(Beginning of Dataset records)
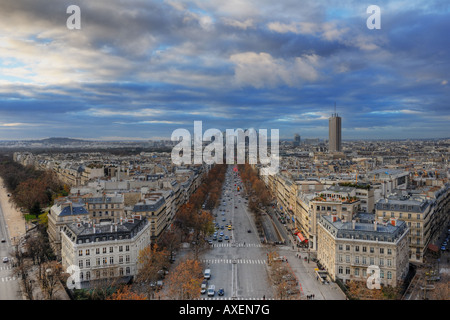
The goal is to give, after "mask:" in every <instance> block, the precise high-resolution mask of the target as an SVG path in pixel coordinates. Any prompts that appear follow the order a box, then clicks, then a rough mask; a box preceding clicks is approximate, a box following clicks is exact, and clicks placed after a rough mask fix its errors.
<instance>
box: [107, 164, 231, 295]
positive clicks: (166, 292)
mask: <svg viewBox="0 0 450 320" xmlns="http://www.w3.org/2000/svg"><path fill="white" fill-rule="evenodd" d="M225 173H226V165H215V166H214V167H213V168H212V169H211V170H210V171H209V172H208V174H207V175H206V177H205V178H204V181H203V183H202V184H201V185H200V186H199V188H198V189H197V190H196V191H195V192H194V193H193V194H192V195H191V197H190V199H189V201H188V202H187V203H185V204H184V205H182V206H181V207H180V209H179V210H178V212H177V214H176V215H175V220H174V223H173V224H172V226H171V228H170V229H169V230H166V231H165V232H164V234H163V235H162V236H161V238H160V239H159V240H158V242H157V243H156V244H153V245H152V246H149V247H146V248H145V249H143V250H142V251H141V252H140V254H139V258H138V265H139V273H138V275H137V276H136V278H135V280H134V282H133V285H132V286H123V287H121V288H120V289H119V290H117V291H116V292H115V293H114V294H112V295H111V296H109V298H108V299H112V300H143V299H174V300H180V299H182V300H191V299H197V298H199V297H200V284H201V282H202V280H203V274H202V270H203V266H202V264H201V263H200V262H199V260H198V257H199V253H200V251H201V250H202V249H203V248H205V247H206V245H205V244H206V241H205V238H206V236H208V235H210V234H211V233H213V232H214V225H213V223H212V221H213V217H212V215H211V213H210V211H209V210H204V209H203V205H204V204H205V207H207V208H214V207H216V206H217V205H218V204H219V199H220V195H221V190H222V185H223V181H224V180H225ZM182 242H189V243H190V246H191V248H192V255H191V257H189V258H188V259H186V260H184V261H180V262H179V263H178V265H177V266H176V267H175V268H174V269H173V270H170V272H168V270H169V269H170V266H171V263H170V262H171V261H173V258H174V254H175V252H176V250H177V249H178V248H179V246H180V244H181V243H182ZM166 271H167V272H168V274H167V276H166V275H165V274H166ZM161 279H164V290H160V288H159V286H158V280H161Z"/></svg>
(End of Dataset records)
▶ [Problem] Give back every record exactly, dropping its pictures.

▶ [Response]
The goal is to give, after "mask:" in every <instance> block, the precise high-resolution mask of the target as an SVG path in pixel coordinates. Any prompts that appear follow the order a box, then clicks, then a rough mask; a box preceding clicks is approximate, a box following clicks is exact, and clicks placed after a rough mask fix its errors.
<instance>
box: [107, 164, 231, 295]
positive clicks: (166, 292)
mask: <svg viewBox="0 0 450 320" xmlns="http://www.w3.org/2000/svg"><path fill="white" fill-rule="evenodd" d="M225 173H226V165H215V166H214V167H213V168H212V169H211V170H210V171H209V172H208V174H207V175H206V177H205V178H204V181H203V183H202V184H201V185H200V186H199V188H198V189H197V190H196V191H195V192H194V193H193V194H192V195H191V197H190V199H189V201H188V202H187V203H185V204H184V205H182V206H181V207H180V209H179V210H178V212H177V214H176V215H175V220H174V223H173V224H172V226H171V228H170V229H169V230H166V231H165V232H164V234H163V235H162V236H161V238H160V239H159V240H158V242H157V243H156V244H153V245H152V246H149V247H146V248H145V249H143V250H142V251H141V252H140V254H139V258H138V265H139V273H138V275H137V276H136V278H135V280H134V282H133V285H132V286H123V287H121V288H120V289H119V290H117V291H116V292H115V293H114V294H112V295H111V296H109V298H108V299H112V300H143V299H174V300H180V299H182V300H191V299H197V298H199V297H200V284H201V282H202V280H203V274H202V270H203V266H202V264H201V263H200V262H199V260H198V257H199V253H200V251H201V250H202V249H203V248H205V247H206V245H205V244H206V241H205V238H206V236H208V235H210V234H211V233H213V232H214V225H213V223H212V221H213V217H212V215H211V213H210V211H209V210H204V209H203V205H204V204H205V207H207V208H214V207H216V206H217V205H218V204H219V199H220V195H221V190H222V185H223V181H224V180H225ZM182 242H189V243H190V246H191V248H192V255H191V257H189V258H188V259H186V260H184V261H180V262H179V263H178V265H177V266H176V267H175V268H174V269H173V270H170V272H168V270H169V269H170V266H171V263H170V262H171V261H173V258H174V254H175V252H176V250H177V249H178V248H179V246H180V244H181V243H182ZM166 271H167V272H168V274H167V276H166V275H165V274H166ZM161 279H164V290H160V288H159V286H158V280H161Z"/></svg>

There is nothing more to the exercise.